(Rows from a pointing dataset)
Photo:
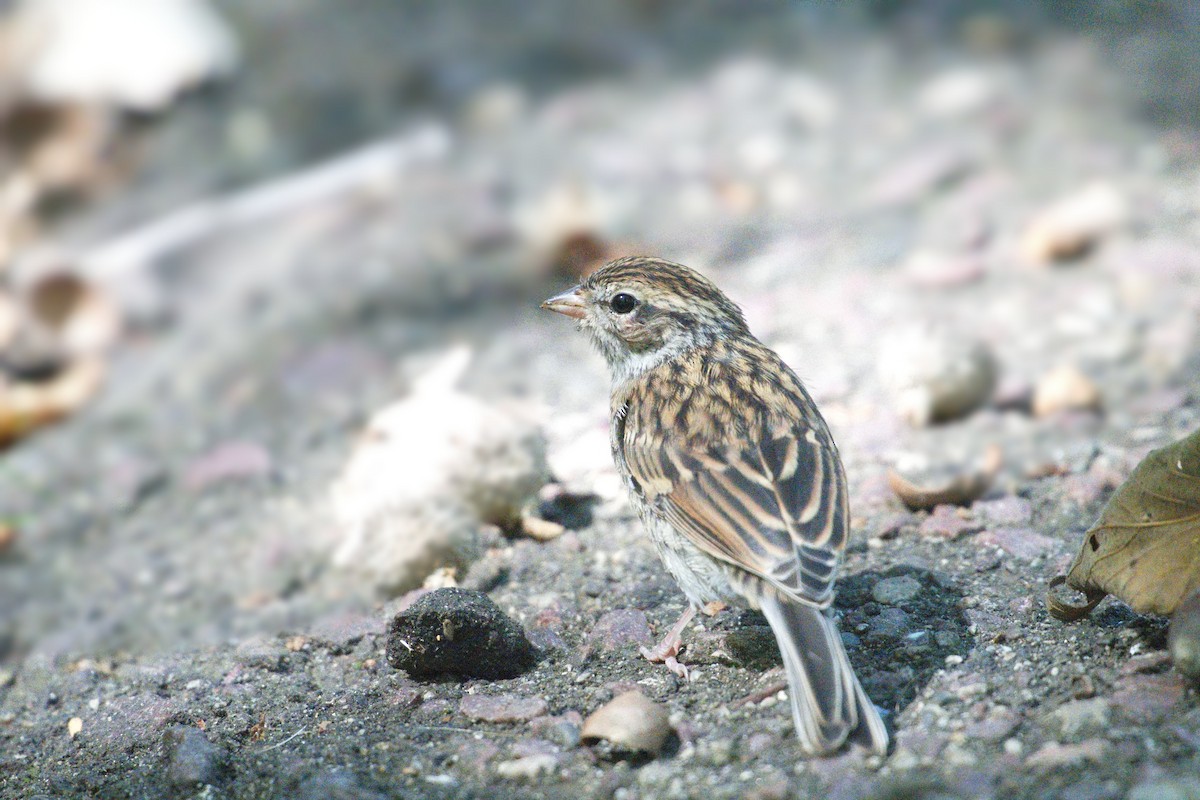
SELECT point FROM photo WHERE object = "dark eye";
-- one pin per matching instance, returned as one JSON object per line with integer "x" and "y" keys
{"x": 623, "y": 302}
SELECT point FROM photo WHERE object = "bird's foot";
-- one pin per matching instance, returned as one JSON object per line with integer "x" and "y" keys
{"x": 666, "y": 650}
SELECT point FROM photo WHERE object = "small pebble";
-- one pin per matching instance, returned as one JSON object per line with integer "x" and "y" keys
{"x": 502, "y": 708}
{"x": 191, "y": 758}
{"x": 893, "y": 591}
{"x": 1185, "y": 788}
{"x": 335, "y": 785}
{"x": 1065, "y": 389}
{"x": 1183, "y": 639}
{"x": 1021, "y": 542}
{"x": 231, "y": 461}
{"x": 630, "y": 723}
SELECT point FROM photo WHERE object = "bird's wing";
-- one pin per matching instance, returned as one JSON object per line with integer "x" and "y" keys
{"x": 777, "y": 509}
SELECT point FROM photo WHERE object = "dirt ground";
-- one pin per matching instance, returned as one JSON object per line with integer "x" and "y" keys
{"x": 844, "y": 176}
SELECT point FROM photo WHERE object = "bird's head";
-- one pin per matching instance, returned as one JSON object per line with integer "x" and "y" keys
{"x": 643, "y": 311}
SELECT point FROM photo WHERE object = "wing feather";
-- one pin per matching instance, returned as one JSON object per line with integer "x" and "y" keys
{"x": 775, "y": 509}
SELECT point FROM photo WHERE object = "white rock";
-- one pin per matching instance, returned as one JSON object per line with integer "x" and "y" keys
{"x": 427, "y": 474}
{"x": 1071, "y": 226}
{"x": 1066, "y": 389}
{"x": 957, "y": 92}
{"x": 935, "y": 374}
{"x": 137, "y": 54}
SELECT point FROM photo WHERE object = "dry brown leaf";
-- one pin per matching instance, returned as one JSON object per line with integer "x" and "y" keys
{"x": 1145, "y": 548}
{"x": 25, "y": 407}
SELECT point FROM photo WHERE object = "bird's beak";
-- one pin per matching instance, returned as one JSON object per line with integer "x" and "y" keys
{"x": 569, "y": 304}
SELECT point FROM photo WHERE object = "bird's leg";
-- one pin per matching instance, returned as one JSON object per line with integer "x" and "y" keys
{"x": 666, "y": 650}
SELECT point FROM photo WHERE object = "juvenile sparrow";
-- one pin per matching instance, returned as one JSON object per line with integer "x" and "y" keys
{"x": 733, "y": 473}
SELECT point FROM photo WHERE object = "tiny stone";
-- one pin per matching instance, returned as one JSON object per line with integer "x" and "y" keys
{"x": 618, "y": 629}
{"x": 946, "y": 523}
{"x": 1021, "y": 542}
{"x": 502, "y": 708}
{"x": 1177, "y": 789}
{"x": 893, "y": 591}
{"x": 1077, "y": 717}
{"x": 888, "y": 624}
{"x": 192, "y": 758}
{"x": 1008, "y": 510}
{"x": 1055, "y": 755}
{"x": 231, "y": 461}
{"x": 459, "y": 631}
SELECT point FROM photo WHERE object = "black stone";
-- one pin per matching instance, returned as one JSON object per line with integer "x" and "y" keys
{"x": 459, "y": 632}
{"x": 754, "y": 647}
{"x": 336, "y": 785}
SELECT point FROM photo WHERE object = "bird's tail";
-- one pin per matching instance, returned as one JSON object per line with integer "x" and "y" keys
{"x": 828, "y": 704}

**GIVEN REQUEST**
Print each record exactly as it stands, leaving the images out.

**WRITTEN ANSWER**
Photo:
SELECT point FROM photo WHERE object = "dark eye";
-- one pin per matching instance, returned as one JSON object per line with integer "x" and "y" keys
{"x": 623, "y": 302}
SELECT point FROM photo WHERE object = "bird's foot";
-- one pin per matching instance, returned as one JSON object per line with integer "x" and "y" keys
{"x": 666, "y": 650}
SELECT point FROM photo WHERE object = "small pebble";
-- one pin per matching instance, returned as one JSON object per line with integer "x" and "y" keys
{"x": 502, "y": 708}
{"x": 191, "y": 758}
{"x": 893, "y": 591}
{"x": 1185, "y": 788}
{"x": 335, "y": 785}
{"x": 1065, "y": 389}
{"x": 1183, "y": 639}
{"x": 1021, "y": 542}
{"x": 231, "y": 461}
{"x": 630, "y": 723}
SELECT point FROM photo WHERE object = "bird's wing";
-- one pin per matching instance, returned as one JSON object per line with integer "x" and "y" keys
{"x": 777, "y": 509}
SELECT point FROM photo WHERE object = "dirt ground";
-- one pin per matching instance, returned as one JSON object per line with integer "x" and "y" keys
{"x": 844, "y": 176}
SELECT point FROM photo WHERE object = "bird's head";
-- one pin per matching instance, returned as one JSON object per line with integer "x" and "y" keys
{"x": 643, "y": 311}
SELECT point FROM photo WHERE object = "wing feather";
-- one pin per matching instance, returned as one JSON object per line with integer "x" and "y" keys
{"x": 775, "y": 509}
SELECT point FROM photo WHERE object = "white rock";
-- one pin per matching instance, returned as one JSON object per line with integer "x" and "y" keys
{"x": 427, "y": 474}
{"x": 1071, "y": 226}
{"x": 1066, "y": 389}
{"x": 957, "y": 92}
{"x": 935, "y": 374}
{"x": 137, "y": 54}
SELECT point FROM photo WHERE object = "dry brown leaf";
-- one pin per matching instance, returned as one JSON object per line with integer "x" and "y" keys
{"x": 1145, "y": 548}
{"x": 25, "y": 407}
SELECT point FROM photo WHERE object = "bird's beak";
-- one pin per matching instance, returned as one JSON object per line with integer "x" and "y" keys
{"x": 569, "y": 304}
SELECT point FROM photo WHERE object = "bird's leg";
-- one pin per matching instance, returned as one JSON object per line with integer "x" and "y" keys
{"x": 666, "y": 650}
SELECT point FROM photo WHERE object = "juvenile sparrow";
-- one pin per matching instance, returned as one JSON object per line with integer "x" and "y" keys
{"x": 733, "y": 473}
SELECT point FROM photo WHERE object = "tiny stone";
-- one pin per matching instance, returned as one JSON object per line with integer "x" and "y" keys
{"x": 618, "y": 629}
{"x": 946, "y": 523}
{"x": 1021, "y": 542}
{"x": 502, "y": 708}
{"x": 1177, "y": 789}
{"x": 893, "y": 591}
{"x": 1077, "y": 717}
{"x": 888, "y": 624}
{"x": 192, "y": 758}
{"x": 1008, "y": 510}
{"x": 1055, "y": 755}
{"x": 231, "y": 461}
{"x": 459, "y": 631}
SELECT point FROM photo WHERE object = "black stone";
-- one pin per matching instance, returned as one JSON object per line with integer "x" and "y" keys
{"x": 459, "y": 632}
{"x": 754, "y": 647}
{"x": 336, "y": 785}
SELECT point FROM photo WHERE object = "bird's tail";
-- one pin per matching instance, returned as one JSON object per line with integer "x" and "y" keys
{"x": 828, "y": 704}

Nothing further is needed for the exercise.